**DIRECTIONS FOR THIS TASK:**
Write out every line of the entries below as a JSON list of strings, one string per line, with blank lines omitted.

**SUPPLIED INFORMATION:**
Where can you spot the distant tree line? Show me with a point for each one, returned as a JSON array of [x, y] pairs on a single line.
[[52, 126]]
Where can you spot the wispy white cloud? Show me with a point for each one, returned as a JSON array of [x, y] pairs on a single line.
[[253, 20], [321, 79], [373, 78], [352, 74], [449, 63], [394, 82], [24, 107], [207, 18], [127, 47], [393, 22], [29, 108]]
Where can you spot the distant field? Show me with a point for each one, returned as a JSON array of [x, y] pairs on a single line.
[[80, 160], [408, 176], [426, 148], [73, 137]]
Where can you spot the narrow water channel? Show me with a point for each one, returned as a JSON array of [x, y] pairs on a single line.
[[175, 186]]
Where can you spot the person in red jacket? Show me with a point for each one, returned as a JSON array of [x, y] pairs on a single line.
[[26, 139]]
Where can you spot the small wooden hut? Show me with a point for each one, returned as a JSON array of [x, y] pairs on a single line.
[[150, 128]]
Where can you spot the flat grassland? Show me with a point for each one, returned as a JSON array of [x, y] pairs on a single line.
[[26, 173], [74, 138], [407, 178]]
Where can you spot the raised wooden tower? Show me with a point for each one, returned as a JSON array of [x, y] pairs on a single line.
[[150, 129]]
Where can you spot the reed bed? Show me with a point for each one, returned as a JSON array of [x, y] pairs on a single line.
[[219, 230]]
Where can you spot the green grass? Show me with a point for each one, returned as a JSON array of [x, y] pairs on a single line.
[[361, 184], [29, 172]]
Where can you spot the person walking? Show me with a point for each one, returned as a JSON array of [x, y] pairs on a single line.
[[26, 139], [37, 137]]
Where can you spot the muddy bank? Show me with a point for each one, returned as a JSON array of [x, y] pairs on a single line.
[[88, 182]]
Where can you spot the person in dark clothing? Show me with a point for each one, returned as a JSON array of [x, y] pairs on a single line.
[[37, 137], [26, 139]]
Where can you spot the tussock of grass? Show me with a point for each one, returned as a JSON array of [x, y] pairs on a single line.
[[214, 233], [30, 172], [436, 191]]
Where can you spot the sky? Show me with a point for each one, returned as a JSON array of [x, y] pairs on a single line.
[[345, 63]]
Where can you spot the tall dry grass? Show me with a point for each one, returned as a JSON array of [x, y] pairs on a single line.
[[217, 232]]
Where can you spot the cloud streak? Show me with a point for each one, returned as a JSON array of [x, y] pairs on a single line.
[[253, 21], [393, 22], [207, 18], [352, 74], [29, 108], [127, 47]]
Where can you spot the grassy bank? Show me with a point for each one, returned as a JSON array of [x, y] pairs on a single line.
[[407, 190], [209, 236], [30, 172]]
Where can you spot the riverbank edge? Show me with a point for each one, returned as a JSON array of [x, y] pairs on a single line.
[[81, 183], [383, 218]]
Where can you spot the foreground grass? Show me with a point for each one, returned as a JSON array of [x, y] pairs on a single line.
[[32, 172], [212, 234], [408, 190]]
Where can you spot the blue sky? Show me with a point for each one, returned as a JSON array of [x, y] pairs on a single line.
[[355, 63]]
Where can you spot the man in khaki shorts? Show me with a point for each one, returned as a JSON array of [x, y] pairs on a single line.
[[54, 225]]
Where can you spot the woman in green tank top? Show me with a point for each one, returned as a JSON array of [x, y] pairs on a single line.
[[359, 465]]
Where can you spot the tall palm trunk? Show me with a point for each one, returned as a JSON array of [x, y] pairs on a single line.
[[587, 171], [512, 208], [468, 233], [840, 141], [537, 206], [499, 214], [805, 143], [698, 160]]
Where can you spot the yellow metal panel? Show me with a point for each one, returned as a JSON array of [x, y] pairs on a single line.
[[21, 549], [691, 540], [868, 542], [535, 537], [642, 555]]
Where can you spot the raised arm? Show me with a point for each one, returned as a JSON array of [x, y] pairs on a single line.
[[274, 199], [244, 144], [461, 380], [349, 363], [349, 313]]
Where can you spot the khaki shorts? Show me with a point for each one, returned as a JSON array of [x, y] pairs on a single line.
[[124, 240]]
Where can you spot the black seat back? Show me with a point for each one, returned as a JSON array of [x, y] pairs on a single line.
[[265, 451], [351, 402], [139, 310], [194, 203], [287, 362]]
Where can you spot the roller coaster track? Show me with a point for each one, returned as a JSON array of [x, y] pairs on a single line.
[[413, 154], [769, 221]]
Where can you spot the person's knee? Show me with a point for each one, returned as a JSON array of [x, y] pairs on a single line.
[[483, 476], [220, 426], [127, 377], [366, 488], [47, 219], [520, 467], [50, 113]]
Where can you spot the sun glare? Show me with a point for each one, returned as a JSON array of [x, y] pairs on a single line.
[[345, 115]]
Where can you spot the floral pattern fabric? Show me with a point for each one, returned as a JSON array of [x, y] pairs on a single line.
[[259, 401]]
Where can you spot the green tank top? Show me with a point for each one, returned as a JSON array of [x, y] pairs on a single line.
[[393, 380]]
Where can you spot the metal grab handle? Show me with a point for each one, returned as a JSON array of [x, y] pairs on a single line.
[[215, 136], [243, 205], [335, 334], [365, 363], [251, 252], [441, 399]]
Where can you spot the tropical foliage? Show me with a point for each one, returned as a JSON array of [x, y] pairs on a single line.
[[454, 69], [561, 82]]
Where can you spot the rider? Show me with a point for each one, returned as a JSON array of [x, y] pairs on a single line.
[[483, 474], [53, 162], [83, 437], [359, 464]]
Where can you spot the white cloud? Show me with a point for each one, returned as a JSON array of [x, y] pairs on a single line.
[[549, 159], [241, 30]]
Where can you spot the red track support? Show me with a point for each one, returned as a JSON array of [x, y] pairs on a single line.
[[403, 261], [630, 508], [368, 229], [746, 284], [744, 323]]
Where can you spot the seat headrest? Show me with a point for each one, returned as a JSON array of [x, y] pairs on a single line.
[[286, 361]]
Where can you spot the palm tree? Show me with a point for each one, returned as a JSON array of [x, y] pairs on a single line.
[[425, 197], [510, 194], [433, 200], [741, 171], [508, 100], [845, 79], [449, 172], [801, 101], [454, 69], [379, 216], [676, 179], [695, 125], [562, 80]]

**SOLUTION TO THIS TASK:**
[
  "Where can you spot the distant tree line? Show me with a point for each one, returned as a JSON array of [x, y] pairs on a single line.",
  "[[52, 126]]",
  "Where can you spot the wispy white cloud? Show me with a point for each one, returned as a JSON array of [x, y] pairs on a single line.",
  "[[253, 20], [321, 79], [373, 78], [352, 74], [449, 63], [394, 82], [24, 107], [207, 18], [127, 47], [393, 22], [29, 108]]",
  "Where can you spot the distant field? Show me with a point for each one, returned as a JSON array of [x, y] pairs on a single line.",
  "[[80, 160], [408, 176], [426, 148], [73, 137]]",
  "Where can you spot the narrow water channel? Show me with a point for each one, returned as a JSON array of [x, y] pairs on a single line.",
  "[[175, 186]]",
  "Where can you spot the person in red jacket? Show me with a point for each one, returned as a JSON array of [x, y] pairs on a single line.",
  "[[26, 139]]",
  "Where can you spot the small wooden hut? Show me with a point for each one, returned as a JSON array of [x, y] pairs on a single line.",
  "[[150, 128]]",
  "Where can you spot the flat grassland? Show me with a point for each one, returned as a JSON array of [x, y] pairs on a single line.",
  "[[26, 173], [74, 138], [407, 178]]",
  "Where can you spot the raised wooden tower? Show me with a point for each one, returned as a JSON array of [x, y] pairs on a single line.",
  "[[150, 129]]",
  "Where can you spot the reed bed? Show me with a point for each one, returned as a JSON array of [x, y] pairs on a single line.",
  "[[219, 230]]",
  "Where can you spot the green grass? Show me with a point for each one, returned as a JSON array of [x, y] pairs on a single line.",
  "[[361, 184], [29, 172]]",
  "Where can you spot the person walking? Show me with a point for each one, returned as a JSON array of [x, y] pairs on a single line.",
  "[[26, 139], [37, 137]]",
  "Where can you spot the muddy bank? Show me with a point for each one, returned as a JSON array of [x, y] pairs on a single line.",
  "[[88, 182]]",
  "Where can you spot the person in dark clothing? Show me with a point for each one, returned as a JSON array of [x, y] pairs on a single line.",
  "[[37, 137], [26, 139]]",
  "Where can you spot the tussock of grass? Show me with a point for each one, returned as a JSON array of [x, y] pairs on a single line.",
  "[[214, 233], [30, 172], [436, 191]]",
  "Where can you spot the sky? Show me with a point for each one, returned as a JSON array of [x, y] pairs on a single line.",
  "[[345, 63]]",
  "Where can you spot the tall dry grass? Show me with a point for each one, returned as a JSON array of [x, y] pairs on a single line.",
  "[[217, 232]]",
  "Where can you spot the cloud streak? Show me with a point for each one, returned as a JSON array of [x, y] pairs on a single line.",
  "[[253, 21], [393, 22], [207, 18], [352, 74], [29, 108], [127, 47]]",
  "Where can you spot the grassy bank? Show me with a point for each one, returned as a JSON array of [x, y] pairs on a single line.",
  "[[407, 190], [209, 236], [30, 172]]",
  "Where can you spot the riverbank edge? Show me with a point for each one, returned as a JSON array of [x, y] pairs on a single line.",
  "[[81, 183], [383, 218]]",
  "Where can you spot the foreground grass? Show me with a point for each one, returned as a JSON array of [x, y] pairs on a single line.",
  "[[32, 172], [212, 234], [408, 190]]",
  "Where can you spot the blue sky? Show me with a point for each one, returned as a JSON array of [x, y] pairs on a single line.",
  "[[355, 63]]",
  "Where can you spot the man in khaki shorts? Show me with a point for each one, returned as a JSON array of [x, y] pairs on a single line.",
  "[[54, 225]]",
  "Where can you spot the woman in green tank top? Show me with a point for each one, returned as a JSON array of [x, y] pairs on a single line.",
  "[[359, 465]]",
  "Where can you spot the tall palm trunk? Show me with a point for each one, returned as a JSON array of [x, y] pairs on a single line.",
  "[[587, 171], [512, 208], [468, 233], [840, 141], [537, 206], [499, 214], [805, 143], [698, 160]]",
  "Where can you spot the yellow metal panel? Show me with a point for each one, returned as a JSON array of [x, y] pairs on a single line.",
  "[[21, 549], [691, 540], [868, 542], [535, 537], [642, 555]]",
  "Where can you spot the raised arm? Show me with a point for each one, returned as a JSON array of [x, y] pairs on a single line.",
  "[[274, 199], [244, 144], [461, 380], [349, 363], [349, 313]]",
  "Where can you spot the khaki shorts? Show me with a point for each one, returned as a JSON array of [x, y] pairs on a single line.",
  "[[124, 240]]",
  "Where can you spot the black seat back? Show me with a point for each one, returned as a JSON array of [x, y] pairs on a single line.",
  "[[265, 451], [351, 402], [139, 310], [194, 203], [287, 362]]",
  "Where can you spot the roller coaster track? Show me with a point for each one, returned as a JSON array of [x, y] pairs on a single line.",
  "[[413, 154], [769, 221]]",
  "Where can you spot the person's knee? Show me with a point for each one, returned as a JSON array of [x, y] pairs on a single line.",
  "[[483, 476], [220, 426], [127, 377], [366, 488], [47, 219], [520, 467], [50, 113]]",
  "Where can you spot the sun glare? Show me with a point for each one, returned as a JSON array of [x, y] pairs on a single line.",
  "[[345, 115]]",
  "Where can you spot the floral pattern fabric? Show me with a point for each one, returned as a JSON array of [x, y] pairs on a single line.",
  "[[259, 401]]",
  "Where can you spot the green tank top? Show me with a point for each one, returned as a JSON array of [x, y] pairs on a single line.",
  "[[393, 380]]",
  "Where can you spot the metal grab handle? Show me with a point for each one, returned as a JSON array of [x, y] pairs on a single line.",
  "[[215, 136], [243, 205], [335, 334], [365, 363], [251, 252], [441, 399]]",
  "Where can you spot the tropical foliage? Show me with a point for each one, returned as a JSON array of [x, y] pairs on a single line.",
  "[[454, 69], [561, 82]]",
  "Where can you spot the rider? Show me with a point for each one, returned as a JSON array of [x, y] pairs on a single line.",
  "[[483, 474], [53, 162], [83, 437], [359, 464]]",
  "Where can you spot the white cloud? Show me with a point for each one, returned as a JSON array of [x, y] pairs on a single line.",
  "[[549, 159], [241, 30]]",
  "Where can you spot the red track support? Show me with a point for each one, returned as a JSON array of [x, y] pairs on a single line.",
  "[[403, 261], [630, 508], [368, 229], [746, 284], [744, 323]]",
  "Where can you spot the seat headrest? Show me with a point for each one, returned as a JSON array of [x, y] pairs on a single line.",
  "[[286, 361]]",
  "Where can you spot the palm tree? Show me with a point for each one, returned as a JSON array of [x, y] pairs on a single line.",
  "[[425, 197], [510, 194], [433, 200], [741, 171], [508, 100], [845, 79], [449, 172], [801, 101], [454, 69], [379, 216], [676, 179], [695, 125], [562, 80]]"
]